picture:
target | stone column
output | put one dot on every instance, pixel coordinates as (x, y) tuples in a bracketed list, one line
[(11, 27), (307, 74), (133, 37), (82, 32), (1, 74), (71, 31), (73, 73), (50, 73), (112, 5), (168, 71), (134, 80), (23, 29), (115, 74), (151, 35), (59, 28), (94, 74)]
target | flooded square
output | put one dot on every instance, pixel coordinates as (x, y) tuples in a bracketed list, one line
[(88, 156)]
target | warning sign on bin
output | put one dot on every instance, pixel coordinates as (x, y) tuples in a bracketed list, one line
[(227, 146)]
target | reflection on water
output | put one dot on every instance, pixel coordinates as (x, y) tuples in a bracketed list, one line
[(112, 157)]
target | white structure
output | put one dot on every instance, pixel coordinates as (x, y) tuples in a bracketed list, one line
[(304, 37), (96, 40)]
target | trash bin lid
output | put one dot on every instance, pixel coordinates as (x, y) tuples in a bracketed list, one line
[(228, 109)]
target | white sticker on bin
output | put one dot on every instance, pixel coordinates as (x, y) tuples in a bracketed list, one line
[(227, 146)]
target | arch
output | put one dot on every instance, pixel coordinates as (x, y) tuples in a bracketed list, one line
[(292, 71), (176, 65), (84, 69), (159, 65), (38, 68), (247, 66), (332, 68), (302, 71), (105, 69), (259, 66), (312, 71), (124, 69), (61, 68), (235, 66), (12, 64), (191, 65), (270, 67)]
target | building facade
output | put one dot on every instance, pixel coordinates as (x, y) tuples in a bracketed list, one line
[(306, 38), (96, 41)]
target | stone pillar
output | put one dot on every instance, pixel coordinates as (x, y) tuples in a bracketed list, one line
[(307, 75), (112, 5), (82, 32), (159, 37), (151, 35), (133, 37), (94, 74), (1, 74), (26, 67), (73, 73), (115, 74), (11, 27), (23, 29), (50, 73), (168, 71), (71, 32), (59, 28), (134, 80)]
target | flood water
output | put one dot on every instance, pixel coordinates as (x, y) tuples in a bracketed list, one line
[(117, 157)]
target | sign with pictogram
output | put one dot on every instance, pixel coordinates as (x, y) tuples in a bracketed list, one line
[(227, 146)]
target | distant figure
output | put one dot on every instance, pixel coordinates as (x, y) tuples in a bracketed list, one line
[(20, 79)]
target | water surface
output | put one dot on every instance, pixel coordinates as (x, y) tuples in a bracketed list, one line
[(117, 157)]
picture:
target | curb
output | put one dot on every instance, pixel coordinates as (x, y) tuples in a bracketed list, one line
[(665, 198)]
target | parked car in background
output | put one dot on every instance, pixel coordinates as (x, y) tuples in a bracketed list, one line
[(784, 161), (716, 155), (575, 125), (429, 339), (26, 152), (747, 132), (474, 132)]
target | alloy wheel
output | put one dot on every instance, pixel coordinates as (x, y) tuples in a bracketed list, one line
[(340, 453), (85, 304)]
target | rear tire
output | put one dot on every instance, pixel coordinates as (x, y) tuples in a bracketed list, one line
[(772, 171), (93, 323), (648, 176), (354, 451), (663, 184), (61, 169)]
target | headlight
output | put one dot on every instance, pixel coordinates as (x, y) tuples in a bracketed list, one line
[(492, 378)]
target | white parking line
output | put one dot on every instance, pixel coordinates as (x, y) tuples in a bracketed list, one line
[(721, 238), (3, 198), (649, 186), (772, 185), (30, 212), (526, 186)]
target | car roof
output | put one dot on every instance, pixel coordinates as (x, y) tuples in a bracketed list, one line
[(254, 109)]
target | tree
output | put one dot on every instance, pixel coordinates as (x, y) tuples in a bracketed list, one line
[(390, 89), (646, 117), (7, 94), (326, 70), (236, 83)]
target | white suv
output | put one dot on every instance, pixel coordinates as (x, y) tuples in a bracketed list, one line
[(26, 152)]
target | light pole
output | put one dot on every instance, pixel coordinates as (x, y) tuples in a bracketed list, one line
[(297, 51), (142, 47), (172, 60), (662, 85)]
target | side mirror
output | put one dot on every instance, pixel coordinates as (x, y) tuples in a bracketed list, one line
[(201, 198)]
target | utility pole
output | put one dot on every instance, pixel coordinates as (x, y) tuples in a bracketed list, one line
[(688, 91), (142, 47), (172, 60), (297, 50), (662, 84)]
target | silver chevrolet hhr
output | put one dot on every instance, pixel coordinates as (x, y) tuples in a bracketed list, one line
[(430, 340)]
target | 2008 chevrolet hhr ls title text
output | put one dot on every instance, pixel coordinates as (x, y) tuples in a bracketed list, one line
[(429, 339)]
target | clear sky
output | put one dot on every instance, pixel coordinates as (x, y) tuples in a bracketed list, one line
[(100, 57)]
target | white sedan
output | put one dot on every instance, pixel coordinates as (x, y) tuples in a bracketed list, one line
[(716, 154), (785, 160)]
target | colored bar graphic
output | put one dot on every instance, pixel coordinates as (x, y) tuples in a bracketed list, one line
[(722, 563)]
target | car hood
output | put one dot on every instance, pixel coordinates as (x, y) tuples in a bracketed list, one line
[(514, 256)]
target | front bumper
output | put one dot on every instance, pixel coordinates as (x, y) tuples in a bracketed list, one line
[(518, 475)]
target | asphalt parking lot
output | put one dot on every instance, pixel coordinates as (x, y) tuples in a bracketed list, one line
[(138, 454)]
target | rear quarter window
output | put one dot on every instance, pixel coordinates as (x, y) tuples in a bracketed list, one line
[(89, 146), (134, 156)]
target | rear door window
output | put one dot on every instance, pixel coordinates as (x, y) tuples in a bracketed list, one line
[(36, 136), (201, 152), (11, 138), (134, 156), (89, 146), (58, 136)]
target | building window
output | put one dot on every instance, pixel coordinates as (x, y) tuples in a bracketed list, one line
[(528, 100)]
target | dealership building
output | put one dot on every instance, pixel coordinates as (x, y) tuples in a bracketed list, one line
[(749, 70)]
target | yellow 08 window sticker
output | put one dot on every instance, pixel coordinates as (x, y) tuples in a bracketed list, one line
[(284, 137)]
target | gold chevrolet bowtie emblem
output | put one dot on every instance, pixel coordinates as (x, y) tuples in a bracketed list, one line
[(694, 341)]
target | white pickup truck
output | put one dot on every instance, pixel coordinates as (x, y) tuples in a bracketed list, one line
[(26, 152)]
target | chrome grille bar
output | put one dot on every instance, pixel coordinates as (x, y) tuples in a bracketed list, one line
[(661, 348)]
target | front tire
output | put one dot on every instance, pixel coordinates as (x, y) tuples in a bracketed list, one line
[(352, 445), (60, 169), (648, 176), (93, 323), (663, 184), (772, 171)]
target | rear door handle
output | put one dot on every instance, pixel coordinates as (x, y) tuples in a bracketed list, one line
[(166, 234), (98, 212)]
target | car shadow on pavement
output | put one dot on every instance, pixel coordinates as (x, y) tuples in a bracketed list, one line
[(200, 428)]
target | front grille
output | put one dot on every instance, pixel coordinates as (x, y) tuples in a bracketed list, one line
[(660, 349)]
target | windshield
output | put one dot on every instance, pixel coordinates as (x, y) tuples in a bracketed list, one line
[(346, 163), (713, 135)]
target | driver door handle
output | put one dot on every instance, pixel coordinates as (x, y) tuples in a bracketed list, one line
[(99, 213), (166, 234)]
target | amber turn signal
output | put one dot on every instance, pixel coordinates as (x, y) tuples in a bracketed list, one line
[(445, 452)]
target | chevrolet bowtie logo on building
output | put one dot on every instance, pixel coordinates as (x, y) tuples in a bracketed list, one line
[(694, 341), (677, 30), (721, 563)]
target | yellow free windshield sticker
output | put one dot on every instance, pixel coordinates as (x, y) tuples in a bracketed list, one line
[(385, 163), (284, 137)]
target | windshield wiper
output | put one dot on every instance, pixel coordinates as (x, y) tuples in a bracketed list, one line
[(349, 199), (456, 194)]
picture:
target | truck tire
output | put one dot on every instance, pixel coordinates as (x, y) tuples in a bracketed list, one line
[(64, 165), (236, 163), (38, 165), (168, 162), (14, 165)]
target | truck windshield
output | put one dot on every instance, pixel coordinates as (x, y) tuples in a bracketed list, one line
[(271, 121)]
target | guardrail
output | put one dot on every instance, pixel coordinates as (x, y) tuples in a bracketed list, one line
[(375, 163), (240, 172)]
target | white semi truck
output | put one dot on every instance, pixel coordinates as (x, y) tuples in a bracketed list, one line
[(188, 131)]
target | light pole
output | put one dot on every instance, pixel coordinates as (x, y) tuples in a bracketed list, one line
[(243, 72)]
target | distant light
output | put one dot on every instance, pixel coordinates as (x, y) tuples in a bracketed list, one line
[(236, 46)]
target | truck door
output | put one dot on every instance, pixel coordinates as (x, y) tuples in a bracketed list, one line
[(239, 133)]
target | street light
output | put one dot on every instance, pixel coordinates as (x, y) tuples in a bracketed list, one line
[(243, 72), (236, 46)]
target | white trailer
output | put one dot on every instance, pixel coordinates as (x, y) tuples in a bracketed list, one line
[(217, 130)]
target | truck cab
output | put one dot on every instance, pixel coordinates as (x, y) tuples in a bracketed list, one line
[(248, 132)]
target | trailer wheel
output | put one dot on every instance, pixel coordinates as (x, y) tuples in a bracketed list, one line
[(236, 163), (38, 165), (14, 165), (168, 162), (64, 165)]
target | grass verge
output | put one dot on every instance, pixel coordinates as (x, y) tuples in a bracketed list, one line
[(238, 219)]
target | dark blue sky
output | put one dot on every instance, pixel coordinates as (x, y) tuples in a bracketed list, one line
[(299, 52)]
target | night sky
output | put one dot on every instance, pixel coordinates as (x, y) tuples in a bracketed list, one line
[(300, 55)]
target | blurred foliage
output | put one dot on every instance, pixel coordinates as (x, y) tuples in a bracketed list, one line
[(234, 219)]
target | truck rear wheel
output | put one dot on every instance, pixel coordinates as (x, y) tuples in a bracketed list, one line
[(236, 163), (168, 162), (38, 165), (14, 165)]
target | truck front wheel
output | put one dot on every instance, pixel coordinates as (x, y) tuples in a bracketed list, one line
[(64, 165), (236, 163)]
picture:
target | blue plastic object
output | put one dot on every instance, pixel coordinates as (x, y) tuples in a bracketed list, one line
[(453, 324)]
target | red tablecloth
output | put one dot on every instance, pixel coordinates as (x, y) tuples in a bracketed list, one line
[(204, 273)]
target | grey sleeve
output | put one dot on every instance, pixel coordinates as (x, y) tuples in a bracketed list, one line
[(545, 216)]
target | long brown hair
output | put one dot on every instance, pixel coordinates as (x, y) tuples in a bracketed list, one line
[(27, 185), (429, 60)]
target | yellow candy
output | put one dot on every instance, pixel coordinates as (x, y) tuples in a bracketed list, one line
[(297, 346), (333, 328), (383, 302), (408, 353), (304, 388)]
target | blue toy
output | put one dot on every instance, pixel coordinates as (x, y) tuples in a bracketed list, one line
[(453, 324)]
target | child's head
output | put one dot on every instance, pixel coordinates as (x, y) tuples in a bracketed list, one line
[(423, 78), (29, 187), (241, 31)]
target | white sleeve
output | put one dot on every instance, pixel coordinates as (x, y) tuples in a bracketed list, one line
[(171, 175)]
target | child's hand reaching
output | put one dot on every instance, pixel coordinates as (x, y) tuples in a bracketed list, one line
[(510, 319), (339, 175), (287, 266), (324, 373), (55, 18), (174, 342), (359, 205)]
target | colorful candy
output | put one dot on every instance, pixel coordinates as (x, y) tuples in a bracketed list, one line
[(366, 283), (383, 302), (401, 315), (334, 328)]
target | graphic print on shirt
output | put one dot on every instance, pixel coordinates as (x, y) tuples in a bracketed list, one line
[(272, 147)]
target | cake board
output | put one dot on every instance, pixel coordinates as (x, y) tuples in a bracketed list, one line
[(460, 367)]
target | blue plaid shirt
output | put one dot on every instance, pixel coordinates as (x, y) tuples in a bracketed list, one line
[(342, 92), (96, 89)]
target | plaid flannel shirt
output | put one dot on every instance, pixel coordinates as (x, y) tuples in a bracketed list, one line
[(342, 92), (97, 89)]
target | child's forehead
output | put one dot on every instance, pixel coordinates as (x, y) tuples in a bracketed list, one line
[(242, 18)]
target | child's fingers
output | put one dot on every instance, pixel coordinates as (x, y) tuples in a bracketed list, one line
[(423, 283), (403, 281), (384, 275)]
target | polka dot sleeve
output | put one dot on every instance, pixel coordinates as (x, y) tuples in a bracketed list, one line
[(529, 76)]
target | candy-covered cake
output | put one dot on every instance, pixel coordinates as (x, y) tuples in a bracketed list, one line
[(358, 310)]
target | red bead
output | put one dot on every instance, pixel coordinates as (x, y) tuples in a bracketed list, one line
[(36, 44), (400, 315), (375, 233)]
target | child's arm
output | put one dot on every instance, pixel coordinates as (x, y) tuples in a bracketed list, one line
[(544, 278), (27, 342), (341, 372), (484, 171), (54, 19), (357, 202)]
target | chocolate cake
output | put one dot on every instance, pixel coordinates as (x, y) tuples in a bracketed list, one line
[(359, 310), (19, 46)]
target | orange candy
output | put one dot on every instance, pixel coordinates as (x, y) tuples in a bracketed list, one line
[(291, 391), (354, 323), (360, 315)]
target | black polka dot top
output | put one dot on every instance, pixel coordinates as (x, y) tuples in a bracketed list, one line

************

Goal →
Rewrite everything from the line containing "target | distant figure" down to the line containing "[(340, 453), (85, 304)]", both included, copying every line and keeping the request lines unchanged. In the answers, multiply each coordinate by 0.95 and round it to a whole number, with halves rounding up.

Exercise response →
target | distant figure
output | put one dot on every instance, pixel coordinates as (x, y) tuples in a bracketed list, one line
[(19, 75)]
target | water surface
output | put one dot on every instance, pixel coordinates as (x, y) tuples in a bracketed list, one line
[(111, 149)]
picture:
target | curb
output | put one dot on every instance, pixel coordinates as (x, y) tuples in a bracketed list, one line
[(632, 188)]
target | parked car in background
output | put one dot on every instance, pixel coordinates as (x, y) tuples in a bracketed list, one line
[(745, 153), (680, 147), (546, 119), (408, 322), (25, 144), (710, 125), (450, 125)]
target | alloy wheel
output | put one dot on every instance, pixel coordinates as (x, y) tuples in a bracketed list, one line
[(323, 430), (81, 289)]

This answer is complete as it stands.